*Input records:*

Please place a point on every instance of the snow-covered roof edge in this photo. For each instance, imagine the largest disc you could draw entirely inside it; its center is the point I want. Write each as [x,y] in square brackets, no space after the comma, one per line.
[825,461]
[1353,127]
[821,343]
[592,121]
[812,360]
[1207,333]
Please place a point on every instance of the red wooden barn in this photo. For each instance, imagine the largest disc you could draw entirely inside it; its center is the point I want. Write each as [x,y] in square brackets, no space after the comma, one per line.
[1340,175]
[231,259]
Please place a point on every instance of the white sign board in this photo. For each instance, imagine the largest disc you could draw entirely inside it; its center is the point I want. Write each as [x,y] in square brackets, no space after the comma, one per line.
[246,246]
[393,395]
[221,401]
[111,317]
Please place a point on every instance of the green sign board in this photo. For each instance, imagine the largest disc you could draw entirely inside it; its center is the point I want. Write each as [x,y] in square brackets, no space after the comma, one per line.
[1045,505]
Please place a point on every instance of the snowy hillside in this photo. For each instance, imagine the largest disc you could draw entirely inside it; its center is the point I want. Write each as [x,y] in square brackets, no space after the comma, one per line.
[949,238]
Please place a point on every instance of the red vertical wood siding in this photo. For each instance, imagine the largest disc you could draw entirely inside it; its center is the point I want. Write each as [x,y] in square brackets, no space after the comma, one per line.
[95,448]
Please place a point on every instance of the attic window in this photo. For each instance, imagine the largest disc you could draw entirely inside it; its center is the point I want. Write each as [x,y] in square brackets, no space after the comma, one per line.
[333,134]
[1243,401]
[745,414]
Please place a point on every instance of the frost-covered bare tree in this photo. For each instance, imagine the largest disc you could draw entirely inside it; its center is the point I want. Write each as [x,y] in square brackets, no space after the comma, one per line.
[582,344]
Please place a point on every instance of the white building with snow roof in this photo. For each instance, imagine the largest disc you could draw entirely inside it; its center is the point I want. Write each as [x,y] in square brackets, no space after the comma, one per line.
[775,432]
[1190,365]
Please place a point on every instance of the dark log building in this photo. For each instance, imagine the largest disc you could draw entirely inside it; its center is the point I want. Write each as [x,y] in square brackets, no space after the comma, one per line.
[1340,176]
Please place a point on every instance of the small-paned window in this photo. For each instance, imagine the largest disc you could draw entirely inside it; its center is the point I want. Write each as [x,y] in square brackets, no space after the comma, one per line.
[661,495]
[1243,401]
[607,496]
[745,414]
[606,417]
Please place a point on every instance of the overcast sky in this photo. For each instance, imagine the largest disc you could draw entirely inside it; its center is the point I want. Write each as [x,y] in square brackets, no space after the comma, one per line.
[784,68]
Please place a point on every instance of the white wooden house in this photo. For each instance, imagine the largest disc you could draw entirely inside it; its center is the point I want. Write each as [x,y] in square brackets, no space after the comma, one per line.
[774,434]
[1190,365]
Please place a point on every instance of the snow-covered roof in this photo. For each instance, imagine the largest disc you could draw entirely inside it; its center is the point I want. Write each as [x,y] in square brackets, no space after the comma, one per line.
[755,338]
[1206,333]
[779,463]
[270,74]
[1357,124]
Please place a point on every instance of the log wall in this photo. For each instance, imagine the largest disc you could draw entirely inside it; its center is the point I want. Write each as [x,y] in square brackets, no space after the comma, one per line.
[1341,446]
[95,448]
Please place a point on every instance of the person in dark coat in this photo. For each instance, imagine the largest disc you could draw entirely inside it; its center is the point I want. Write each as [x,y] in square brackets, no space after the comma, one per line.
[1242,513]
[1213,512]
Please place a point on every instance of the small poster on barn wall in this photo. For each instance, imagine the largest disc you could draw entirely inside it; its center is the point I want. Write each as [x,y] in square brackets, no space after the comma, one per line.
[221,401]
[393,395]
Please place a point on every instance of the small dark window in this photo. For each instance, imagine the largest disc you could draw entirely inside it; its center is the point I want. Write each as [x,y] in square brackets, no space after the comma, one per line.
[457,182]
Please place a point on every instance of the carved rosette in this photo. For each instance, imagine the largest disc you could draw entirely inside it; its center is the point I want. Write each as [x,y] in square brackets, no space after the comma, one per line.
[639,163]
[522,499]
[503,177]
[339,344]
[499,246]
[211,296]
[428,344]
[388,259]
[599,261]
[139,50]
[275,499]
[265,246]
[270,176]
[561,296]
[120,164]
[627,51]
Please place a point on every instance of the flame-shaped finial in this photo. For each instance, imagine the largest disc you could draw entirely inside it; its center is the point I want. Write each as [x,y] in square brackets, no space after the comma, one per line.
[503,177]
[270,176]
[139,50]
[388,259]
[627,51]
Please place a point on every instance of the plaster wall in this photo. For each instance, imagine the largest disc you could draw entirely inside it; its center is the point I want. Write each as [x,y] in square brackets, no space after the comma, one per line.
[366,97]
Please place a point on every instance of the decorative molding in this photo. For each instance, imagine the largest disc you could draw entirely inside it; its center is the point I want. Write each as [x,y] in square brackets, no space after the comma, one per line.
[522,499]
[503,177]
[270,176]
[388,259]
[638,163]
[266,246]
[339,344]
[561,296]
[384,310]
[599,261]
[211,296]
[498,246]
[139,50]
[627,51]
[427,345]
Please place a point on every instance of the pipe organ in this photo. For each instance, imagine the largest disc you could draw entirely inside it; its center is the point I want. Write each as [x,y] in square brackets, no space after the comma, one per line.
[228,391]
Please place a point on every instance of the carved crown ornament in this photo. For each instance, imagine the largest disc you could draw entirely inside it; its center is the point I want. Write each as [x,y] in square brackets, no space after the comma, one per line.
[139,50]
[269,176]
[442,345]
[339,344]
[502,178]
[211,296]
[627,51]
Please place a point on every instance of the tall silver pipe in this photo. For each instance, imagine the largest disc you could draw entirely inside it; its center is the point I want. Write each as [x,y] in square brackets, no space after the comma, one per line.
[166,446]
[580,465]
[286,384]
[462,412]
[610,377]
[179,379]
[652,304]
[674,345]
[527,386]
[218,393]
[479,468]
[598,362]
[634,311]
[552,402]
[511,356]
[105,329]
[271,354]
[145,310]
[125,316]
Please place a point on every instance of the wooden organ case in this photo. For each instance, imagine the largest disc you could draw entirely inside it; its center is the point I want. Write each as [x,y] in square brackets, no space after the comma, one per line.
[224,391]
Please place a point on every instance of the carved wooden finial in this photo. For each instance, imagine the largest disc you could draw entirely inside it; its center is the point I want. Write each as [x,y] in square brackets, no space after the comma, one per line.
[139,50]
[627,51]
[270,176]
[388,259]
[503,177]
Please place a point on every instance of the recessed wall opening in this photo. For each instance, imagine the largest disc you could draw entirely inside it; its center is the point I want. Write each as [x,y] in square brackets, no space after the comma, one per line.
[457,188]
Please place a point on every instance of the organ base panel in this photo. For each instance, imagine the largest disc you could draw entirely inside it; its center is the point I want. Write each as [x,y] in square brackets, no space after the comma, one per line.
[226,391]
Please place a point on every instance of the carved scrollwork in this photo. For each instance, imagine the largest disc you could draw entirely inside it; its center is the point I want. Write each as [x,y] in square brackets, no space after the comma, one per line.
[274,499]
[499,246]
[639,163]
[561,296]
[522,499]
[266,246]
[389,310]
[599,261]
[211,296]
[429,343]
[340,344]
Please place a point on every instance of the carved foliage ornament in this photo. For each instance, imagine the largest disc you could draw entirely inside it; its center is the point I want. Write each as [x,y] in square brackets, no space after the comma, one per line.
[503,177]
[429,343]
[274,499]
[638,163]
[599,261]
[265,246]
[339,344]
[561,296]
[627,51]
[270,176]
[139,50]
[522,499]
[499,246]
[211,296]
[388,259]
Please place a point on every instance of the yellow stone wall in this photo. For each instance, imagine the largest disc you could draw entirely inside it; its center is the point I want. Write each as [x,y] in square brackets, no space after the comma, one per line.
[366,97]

*Work order:* Each record shown above must be printed once more, exactly.

*Response area:*
Please place a point on every instance of the snow-covered roof edge in this photo. For each instance, imagine the largest disc you could draw entirely inside it; its center is the point I want. Write each as [x,y] in square brackets, no space after the comma, one per line.
[825,461]
[1353,127]
[821,343]
[592,121]
[812,360]
[1207,333]
Please place a point on every instance of the red wooden barn in this photo. For each instance, imagine the largest disc you could draw entirely inside it; its center is the point I want. Write each as [x,y] in square brackets, no space after the comma, one per line.
[1340,175]
[231,259]
Please place a point on every instance of the white sign board in this photo. For each instance, imagine the largest disc you could draw entirely inside it; its center is the point I want. Write each as [x,y] in square brackets, no space after the comma, one per line.
[246,246]
[393,395]
[221,401]
[111,317]
Please place a point on every instance of the green sign board in this photo. For each instance, imagine the largest disc you could draw entirely inside it; its center is the point I want. Write each as [x,y] in square brackets, no space after the comma, one per line.
[1045,505]
Please place a point on every instance of the snowy hillside in this photo. For each instance, imagine the largest disc you could draw entirely inside it; its center is the point I want. Write each as [x,y] in square brackets, no space after the comma, one per line.
[949,238]
Please place a point on every instance of the red vertical wood siding in this photo. For each instance, imagine the largest disc you could draw entirely inside it; its center is the point I want. Write each as [x,y] in square brackets, no space after the comma, one per line.
[95,448]
Please place a point on every instance of the attic window in this photo. For each instance, imagine the largest disc you could draw entirely inside it; its center is the point I want. Write each as [x,y] in square brackets, no space after the comma, one per line.
[333,134]
[1243,401]
[745,414]
Please place a point on every instance of the frost-covered bare tree in this photo. For each instance, imagine the largest disc you could draw entirely inside it; its center is the point I want. Write each as [x,y] in square brackets, no space after the comma, one per line.
[582,344]
Please place a point on every instance of the white building with snow roof in this photo. For each instance, imagine the largest disc you could draw entirely inside it; its center is the point I want. Write each as [x,y] in square brackets, no space after the comma, one per line.
[775,432]
[1190,365]
Please place a point on every instance of the dark log building in this photo. For each instance, imagine the largest disc you could draw entirely inside it; its center is the point I want. Write each as [x,y] in square brackets, no space after the comma, one per line.
[1340,176]
Please place a point on every instance of the small-paned window in this photo. For each instance, imagine the largest disc you could draw entirely inside it; its center is the point I want. Write each as [x,y] in square brackets, no space after the comma, one per line.
[661,495]
[1243,401]
[607,496]
[745,414]
[606,417]
Please place a point on every instance of the overcast sky in this photo. For each instance, imagine the largest disc you could draw entirely inside it; its center is the point I want. Write each as [x,y] in square brackets, no space after the comma, one per line.
[784,68]
Please place a point on every instance of the white wooden house in this photo. For each instance, imagine the largest disc you could draw entirely inside it; its center is the point I want. Write each as [x,y] in square brackets, no space after the comma, one per line.
[774,434]
[1190,365]
Please place a point on every instance of the snow-covered roof in this photo. For each instance, imagine the largest disc you could draw entirely inside it; its center is the point I want. Write each as [x,y] in square brackets, no space after the comma, one per line.
[755,338]
[1206,333]
[779,463]
[270,74]
[1357,124]
Please place a point on every instance of the log wall in this photo. For each instance, imagine the largest disc you could draw entirely inside it; its center is the point I want. Write each as [x,y] in square brackets, no space after the comma, one per line.
[1341,446]
[95,448]
Please place a point on every instance of the person in dark coat in this photo. For each instance, imagine the largest disc you could draw entirely inside it; its center is the point I want. Write each as [x,y] in square brackets, no space after the comma, one per line.
[1242,513]
[1213,512]
Please place a point on every instance of the small poster on barn wall in this photo. For each instance, imagine the largest disc you could draw entirely inside it; its center is the point I want. Write each as [x,y] in square brackets, no space after the comma, one per line.
[221,401]
[393,395]
Please place a point on every instance of the small dark window in this photo. For each instance, imagine the largest disc you could draw entirely inside it; its center is the point I want. Write each as [x,y] in square brackets, no space after the comma, one per line.
[457,182]
Please place a point on every instance of the carved rosette in this photo. For each instance, imagine the largest disc you could draw entirely inside it; its center is the point I want. Write each as [x,y] in square brackets, no space after the comma, one per line.
[639,163]
[522,499]
[503,177]
[339,344]
[499,246]
[211,296]
[428,344]
[388,259]
[599,261]
[139,50]
[275,499]
[265,246]
[270,176]
[561,296]
[120,164]
[627,51]
Please place a point on every instance of the flame-shaped finial in this photo. For each instance, imagine the largest disc you could draw entirely inside it; its center is the point I want. Write each as [x,y] in square brackets, no space after the comma, one per line.
[503,177]
[270,176]
[139,50]
[388,259]
[627,51]
Please place a point on every instance of the plaster wall in this photo. For each instance, imagine the largest disc you could draw entirely inside it; its center is the point I want. Write each as [x,y] in square brackets, no space after the comma, one per line.
[366,97]
Please place a point on every instance of the decorative molding in this photo. For each instance, imagine the largest disc you could draw entirely inside it; its center is the point I want. Write each as [x,y] in square brackets, no space after the comma, one per line.
[522,499]
[503,177]
[270,176]
[388,259]
[638,163]
[266,246]
[339,344]
[561,296]
[384,310]
[599,261]
[211,296]
[498,246]
[139,50]
[627,51]
[427,345]
Please place a point on every instance of the pipe organ in this photo. For each instance, imagine the largest disc you could draw entirely inside it; its center is the point I want. Write each as [x,y] in square brackets, no space after the comma, one per line.
[228,391]
Please place a point on every instance of the carved crown ornament in this photo. For each instance, imagine the largest disc you could draw entirely inside it; its center is the point I want. Write each as [x,y] in square brackets, no space after the comma, one per line.
[139,50]
[269,176]
[442,345]
[339,344]
[502,178]
[211,296]
[627,51]
Please place a point on every instance of the tall silver pipe in this photo. For each instance, imagine the largest disc you could draw entirely inside it; its center is the point I want. Write each as [x,y] in square brackets, no space after the comma, one per line.
[166,446]
[580,465]
[286,384]
[462,412]
[610,377]
[179,379]
[652,304]
[674,345]
[527,386]
[218,393]
[479,468]
[598,362]
[634,311]
[552,402]
[511,356]
[105,329]
[271,354]
[145,310]
[125,316]
Please place a point on every instance of the wooden organ case in this photo. For each instance, imagine the largest disc you could draw entirely inside it; its center is the point I want. Write each as [x,y] in square brackets, no space after the comma, one per line.
[224,391]
Please place a point on every instance of the carved wooden finial in this photo. For each instance, imagine the largest disc you could draw entirely inside it; its center is the point I want. Write each as [x,y] in square brackets, no space after the comma, one per line.
[139,50]
[627,51]
[270,176]
[388,259]
[503,177]
Please place a point on every instance of the recessed wall opening in this photo. For each instance, imagine the largest disc you could draw entirely inside it; its center is the point I want. Write each as [x,y] in square brackets, no space after the comma, one per line.
[457,188]
Please place a point on every instance of the organ base panel in this photo. For each instance, imagine the largest disc you could draw entirely inside it; its center is the point I want. Write each as [x,y] in square brackets, no space after the comma, one per line.
[226,391]
Please place a point on every instance of the carved scrollwork in this photo. For each instance, imagine the largest disc you could draw entirely inside it; its center is the point I want. Write each as [x,y] in square brackets, no space after the comma, one per line.
[274,499]
[499,246]
[639,163]
[561,296]
[522,499]
[266,246]
[389,310]
[599,261]
[211,296]
[429,343]
[340,344]
Please place a point on every instance of the carved foliage ornament in this photo. For each instance, imagine the largest disc you could draw entirely inside it; its center is the point I want. Write each as [x,y] in square brackets, no space after the comma, one per line.
[503,177]
[429,343]
[274,499]
[638,163]
[599,261]
[265,246]
[339,344]
[561,296]
[627,51]
[270,176]
[139,50]
[522,499]
[499,246]
[211,296]
[388,259]
Please place a point on every instance of the yellow stone wall in this photo. For each instance, imagine the largest disc you could draw entirely inside it; its center is the point I want. Write each as [x,y] in square brackets, no space after the comma, one per line.
[366,97]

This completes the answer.